### Work to do
Print the material below verbatim, leaving out the pictures.

### Data section
:::::
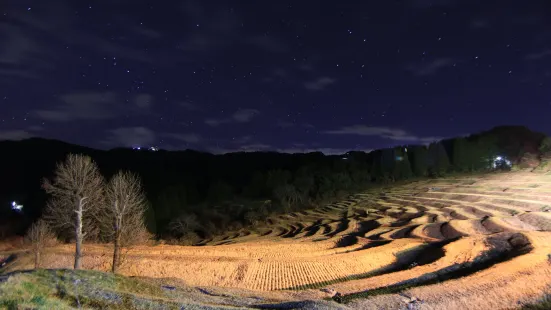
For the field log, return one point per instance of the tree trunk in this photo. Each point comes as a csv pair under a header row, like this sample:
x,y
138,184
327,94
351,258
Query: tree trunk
x,y
117,251
78,235
37,258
:::::
### Output
For the field log, return one point per instance of the tree trunk in this photo. Each point comes as a csv pair under a header row, like this sample:
x,y
138,184
327,94
351,258
Query: tree trunk
x,y
117,251
78,235
37,258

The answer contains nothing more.